Data listing:
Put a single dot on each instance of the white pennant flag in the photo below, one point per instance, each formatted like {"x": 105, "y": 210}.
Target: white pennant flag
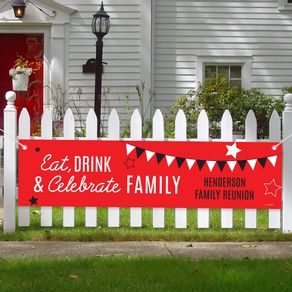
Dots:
{"x": 231, "y": 165}
{"x": 211, "y": 164}
{"x": 273, "y": 160}
{"x": 149, "y": 154}
{"x": 252, "y": 163}
{"x": 130, "y": 148}
{"x": 190, "y": 163}
{"x": 169, "y": 159}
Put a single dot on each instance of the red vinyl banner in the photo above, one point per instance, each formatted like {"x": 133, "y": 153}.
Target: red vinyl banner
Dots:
{"x": 164, "y": 174}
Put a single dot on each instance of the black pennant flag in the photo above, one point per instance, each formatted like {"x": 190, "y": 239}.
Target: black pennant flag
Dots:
{"x": 159, "y": 157}
{"x": 179, "y": 161}
{"x": 139, "y": 151}
{"x": 262, "y": 161}
{"x": 201, "y": 163}
{"x": 221, "y": 164}
{"x": 242, "y": 164}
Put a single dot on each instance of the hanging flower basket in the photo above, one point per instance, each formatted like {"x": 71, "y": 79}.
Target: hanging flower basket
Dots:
{"x": 21, "y": 71}
{"x": 20, "y": 82}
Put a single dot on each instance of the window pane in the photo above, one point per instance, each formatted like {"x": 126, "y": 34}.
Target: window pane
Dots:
{"x": 223, "y": 70}
{"x": 235, "y": 71}
{"x": 210, "y": 71}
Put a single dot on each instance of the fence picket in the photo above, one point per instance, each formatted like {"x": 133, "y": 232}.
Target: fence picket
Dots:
{"x": 180, "y": 135}
{"x": 250, "y": 136}
{"x": 47, "y": 133}
{"x": 69, "y": 134}
{"x": 91, "y": 134}
{"x": 226, "y": 135}
{"x": 203, "y": 135}
{"x": 24, "y": 133}
{"x": 158, "y": 135}
{"x": 136, "y": 134}
{"x": 275, "y": 135}
{"x": 113, "y": 134}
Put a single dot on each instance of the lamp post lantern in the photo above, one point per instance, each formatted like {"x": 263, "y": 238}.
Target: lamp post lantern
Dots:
{"x": 100, "y": 27}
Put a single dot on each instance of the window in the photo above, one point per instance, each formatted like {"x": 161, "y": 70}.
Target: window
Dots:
{"x": 238, "y": 68}
{"x": 233, "y": 72}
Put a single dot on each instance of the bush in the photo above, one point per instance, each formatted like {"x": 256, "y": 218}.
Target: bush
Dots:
{"x": 215, "y": 95}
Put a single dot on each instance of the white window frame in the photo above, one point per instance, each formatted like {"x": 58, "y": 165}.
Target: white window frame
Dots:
{"x": 244, "y": 62}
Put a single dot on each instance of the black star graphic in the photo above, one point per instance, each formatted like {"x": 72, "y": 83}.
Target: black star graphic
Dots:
{"x": 129, "y": 162}
{"x": 33, "y": 200}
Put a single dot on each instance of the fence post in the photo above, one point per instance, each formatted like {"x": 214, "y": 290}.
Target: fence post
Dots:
{"x": 287, "y": 165}
{"x": 9, "y": 162}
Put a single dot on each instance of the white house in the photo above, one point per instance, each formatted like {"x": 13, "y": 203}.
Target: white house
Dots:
{"x": 170, "y": 45}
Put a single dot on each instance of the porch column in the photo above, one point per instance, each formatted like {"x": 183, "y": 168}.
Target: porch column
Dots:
{"x": 146, "y": 55}
{"x": 287, "y": 165}
{"x": 58, "y": 53}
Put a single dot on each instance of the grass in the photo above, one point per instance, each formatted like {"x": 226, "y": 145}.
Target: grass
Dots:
{"x": 126, "y": 233}
{"x": 145, "y": 274}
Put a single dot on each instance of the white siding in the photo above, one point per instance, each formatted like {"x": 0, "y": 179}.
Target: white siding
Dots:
{"x": 121, "y": 52}
{"x": 185, "y": 30}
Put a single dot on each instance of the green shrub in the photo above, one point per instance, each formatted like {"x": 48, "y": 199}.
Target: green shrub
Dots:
{"x": 215, "y": 95}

§ **INSTRUCTION**: All lines from the one containing "Put a single dot on each instance of the window in" through the final line of the listing above are to be reproduced exactly; include both and add nothing.

§ **COMPLETE RESPONSE**:
Put a single dot on each instance of the window in the photo above, one point per instance, each formatted like {"x": 161, "y": 70}.
Target: window
Dots:
{"x": 238, "y": 68}
{"x": 233, "y": 72}
Put a single dot on each instance of the bush in the photo above, one point per instance, each formatted like {"x": 256, "y": 218}.
Target: bush
Dots:
{"x": 215, "y": 95}
Put a single dot on each instance of the white window frame in the photo above, one point per instance, each formatted like {"x": 58, "y": 165}.
Target: white window frame
Dots:
{"x": 244, "y": 62}
Put a single dot on each instance of the black star graphic in the photo above, one point per instance, each formatted like {"x": 72, "y": 83}.
Target: black star graphic
Dots:
{"x": 129, "y": 162}
{"x": 33, "y": 200}
Put a single dot on each instance of the fence post in the photo above, one point per instance, each formatted like {"x": 214, "y": 290}.
Target: fence post
Dots:
{"x": 287, "y": 165}
{"x": 9, "y": 162}
Put a single dot on each instance of the white house in the photo above, one point per instance, each formatted like {"x": 13, "y": 203}.
Target: white house
Dots:
{"x": 170, "y": 45}
Put a single dot on each instance of the porch column in the photo above, one point per instance, each formatted like {"x": 183, "y": 168}.
Target: porch column
Dots:
{"x": 146, "y": 55}
{"x": 287, "y": 165}
{"x": 58, "y": 53}
Put a single dot on each instance of the grass in the photo above, one point per instance, each formatted like {"x": 226, "y": 145}.
Target: grass
Dots:
{"x": 126, "y": 233}
{"x": 145, "y": 274}
Put a single dot on each instance of the white siding in the photo above, one point per instance, each formatted like {"x": 0, "y": 179}.
Target: white siding
Dots:
{"x": 121, "y": 52}
{"x": 185, "y": 30}
Put a single dot on each instance of the green shrub in the photo above, one point per instance, each formatted like {"x": 48, "y": 199}.
Target: green shrub
Dots:
{"x": 215, "y": 95}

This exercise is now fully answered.